## Begin Dataset extract

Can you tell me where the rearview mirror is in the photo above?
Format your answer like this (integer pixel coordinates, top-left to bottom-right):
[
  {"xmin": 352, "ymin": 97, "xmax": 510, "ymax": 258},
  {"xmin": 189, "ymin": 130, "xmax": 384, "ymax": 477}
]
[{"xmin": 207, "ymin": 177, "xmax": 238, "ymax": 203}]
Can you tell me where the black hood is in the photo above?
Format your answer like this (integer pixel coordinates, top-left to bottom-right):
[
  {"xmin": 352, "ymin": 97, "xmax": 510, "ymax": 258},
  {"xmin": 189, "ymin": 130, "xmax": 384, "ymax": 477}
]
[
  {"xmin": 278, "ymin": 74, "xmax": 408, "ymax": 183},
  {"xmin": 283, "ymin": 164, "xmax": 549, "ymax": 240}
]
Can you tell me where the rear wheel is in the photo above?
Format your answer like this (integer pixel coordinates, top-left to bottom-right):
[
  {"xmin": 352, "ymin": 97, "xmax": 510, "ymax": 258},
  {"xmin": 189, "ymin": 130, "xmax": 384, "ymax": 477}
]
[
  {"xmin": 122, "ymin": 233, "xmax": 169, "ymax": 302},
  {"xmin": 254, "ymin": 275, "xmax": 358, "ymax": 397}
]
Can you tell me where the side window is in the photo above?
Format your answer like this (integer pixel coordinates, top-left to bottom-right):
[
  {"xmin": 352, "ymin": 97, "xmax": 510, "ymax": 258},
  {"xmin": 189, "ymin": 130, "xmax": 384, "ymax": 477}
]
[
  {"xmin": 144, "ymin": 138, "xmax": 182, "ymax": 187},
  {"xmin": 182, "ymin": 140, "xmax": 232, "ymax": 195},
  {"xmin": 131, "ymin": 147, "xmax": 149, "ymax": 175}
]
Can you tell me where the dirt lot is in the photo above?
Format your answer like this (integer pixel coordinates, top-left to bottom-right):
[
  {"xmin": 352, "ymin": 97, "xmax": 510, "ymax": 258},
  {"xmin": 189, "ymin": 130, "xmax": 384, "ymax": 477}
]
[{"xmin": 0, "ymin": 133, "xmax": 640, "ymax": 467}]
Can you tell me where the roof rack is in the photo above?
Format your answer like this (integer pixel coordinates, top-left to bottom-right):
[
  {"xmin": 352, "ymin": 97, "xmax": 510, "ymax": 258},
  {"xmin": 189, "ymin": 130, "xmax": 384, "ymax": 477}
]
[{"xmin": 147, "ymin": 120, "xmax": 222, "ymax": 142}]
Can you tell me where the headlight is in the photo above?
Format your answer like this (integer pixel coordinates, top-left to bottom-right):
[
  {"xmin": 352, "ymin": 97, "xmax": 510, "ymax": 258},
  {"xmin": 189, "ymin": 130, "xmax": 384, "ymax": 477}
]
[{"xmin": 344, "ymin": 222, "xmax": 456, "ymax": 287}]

## End Dataset extract

- Requirements:
Reproduce the rows from the line containing "Can you tell me where the headlight" through the end of the rows, substituting "taillight" for "headlight" and leaving everything else unchanged.

- Answer to this problem:
Can you tell me where the taillight is in the photo above?
Format your answer like this (integer pixel coordinates, top-left to bottom-right):
[
  {"xmin": 352, "ymin": 97, "xmax": 510, "ymax": 258},
  {"xmin": 189, "ymin": 130, "xmax": 384, "ymax": 477}
]
[{"xmin": 344, "ymin": 222, "xmax": 456, "ymax": 287}]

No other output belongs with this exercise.